| Brief |
Give the stretch of the records below from the line containing "In the photograph above, where can the pen" through the end of the records as a numbered list, leaving out any blank lines.
☆ ☆ ☆
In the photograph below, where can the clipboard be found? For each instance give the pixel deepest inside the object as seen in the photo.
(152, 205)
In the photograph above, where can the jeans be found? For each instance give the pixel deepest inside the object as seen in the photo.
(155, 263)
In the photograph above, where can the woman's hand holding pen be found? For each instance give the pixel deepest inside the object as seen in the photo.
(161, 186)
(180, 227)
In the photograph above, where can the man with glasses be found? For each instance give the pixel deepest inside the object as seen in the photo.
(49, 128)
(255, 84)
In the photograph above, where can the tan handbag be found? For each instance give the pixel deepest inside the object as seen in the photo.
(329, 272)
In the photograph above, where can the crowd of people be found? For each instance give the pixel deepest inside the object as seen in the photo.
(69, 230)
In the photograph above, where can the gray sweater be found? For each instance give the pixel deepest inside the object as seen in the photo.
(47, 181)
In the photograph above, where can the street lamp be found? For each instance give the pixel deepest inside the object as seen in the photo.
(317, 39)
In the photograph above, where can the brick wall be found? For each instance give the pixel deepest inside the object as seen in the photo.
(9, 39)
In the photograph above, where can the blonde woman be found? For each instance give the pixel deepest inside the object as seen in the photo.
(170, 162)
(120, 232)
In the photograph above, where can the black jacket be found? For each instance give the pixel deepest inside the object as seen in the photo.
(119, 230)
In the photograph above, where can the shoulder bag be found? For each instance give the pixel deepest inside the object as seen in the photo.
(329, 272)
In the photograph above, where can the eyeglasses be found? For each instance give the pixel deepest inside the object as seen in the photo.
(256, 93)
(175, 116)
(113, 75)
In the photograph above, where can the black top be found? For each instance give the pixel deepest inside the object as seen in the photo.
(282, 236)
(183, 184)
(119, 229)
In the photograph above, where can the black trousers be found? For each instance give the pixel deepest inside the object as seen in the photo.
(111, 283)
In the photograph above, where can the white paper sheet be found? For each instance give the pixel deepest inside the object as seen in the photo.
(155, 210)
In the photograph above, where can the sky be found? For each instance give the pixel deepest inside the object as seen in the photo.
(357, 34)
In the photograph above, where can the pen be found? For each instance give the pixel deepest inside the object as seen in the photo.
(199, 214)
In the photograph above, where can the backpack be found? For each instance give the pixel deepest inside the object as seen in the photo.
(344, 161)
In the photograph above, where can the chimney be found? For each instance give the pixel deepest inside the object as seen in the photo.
☆ ☆ ☆
| Solution to this problem |
1. In the photograph above, where can the pen be found? For each instance give the pixel deepest inside the object as seen in the photo.
2. (199, 214)
3. In the photograph above, where can the backpack be found? For each instance give the pixel deepest inside the object as seen in the photo.
4. (344, 161)
5. In the photograph above, where can the chimney be found? For each instance give the pixel deepest inside the object as seen in the photo.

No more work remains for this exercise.